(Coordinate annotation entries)
+---+

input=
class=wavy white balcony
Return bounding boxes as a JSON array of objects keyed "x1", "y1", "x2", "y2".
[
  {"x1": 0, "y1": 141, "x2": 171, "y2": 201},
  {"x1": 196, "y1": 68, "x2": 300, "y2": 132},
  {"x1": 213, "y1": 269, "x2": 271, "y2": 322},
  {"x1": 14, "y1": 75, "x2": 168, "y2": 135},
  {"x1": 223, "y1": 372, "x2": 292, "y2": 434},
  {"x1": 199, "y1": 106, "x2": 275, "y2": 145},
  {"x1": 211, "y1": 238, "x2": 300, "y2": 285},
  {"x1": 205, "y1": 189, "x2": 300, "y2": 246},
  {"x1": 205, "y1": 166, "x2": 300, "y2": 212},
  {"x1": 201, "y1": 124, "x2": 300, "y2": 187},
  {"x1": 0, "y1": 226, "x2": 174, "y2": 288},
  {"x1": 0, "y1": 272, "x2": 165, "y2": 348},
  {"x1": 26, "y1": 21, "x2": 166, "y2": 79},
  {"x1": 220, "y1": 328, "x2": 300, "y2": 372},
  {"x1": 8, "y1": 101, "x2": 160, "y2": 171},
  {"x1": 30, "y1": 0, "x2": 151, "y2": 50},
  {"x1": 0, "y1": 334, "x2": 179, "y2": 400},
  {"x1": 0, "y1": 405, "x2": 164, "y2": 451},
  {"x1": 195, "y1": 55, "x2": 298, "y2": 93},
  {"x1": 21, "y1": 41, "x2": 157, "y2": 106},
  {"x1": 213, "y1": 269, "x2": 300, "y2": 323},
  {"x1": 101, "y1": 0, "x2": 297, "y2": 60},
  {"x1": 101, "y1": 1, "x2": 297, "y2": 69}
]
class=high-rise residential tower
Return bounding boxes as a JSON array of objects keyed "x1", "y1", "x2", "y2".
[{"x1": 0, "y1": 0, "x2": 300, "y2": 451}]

+---+

### TASK STATEMENT
Please write out the lines from the one containing "class=high-rise residential tower" through the end of the records, keeping the request lines, and increase every bounding box coordinate value in the answers by 137.

### WORKED ANSWER
class=high-rise residential tower
Return bounding boxes as a JSON array of objects keyed "x1", "y1", "x2", "y2".
[{"x1": 137, "y1": 137, "x2": 437, "y2": 588}]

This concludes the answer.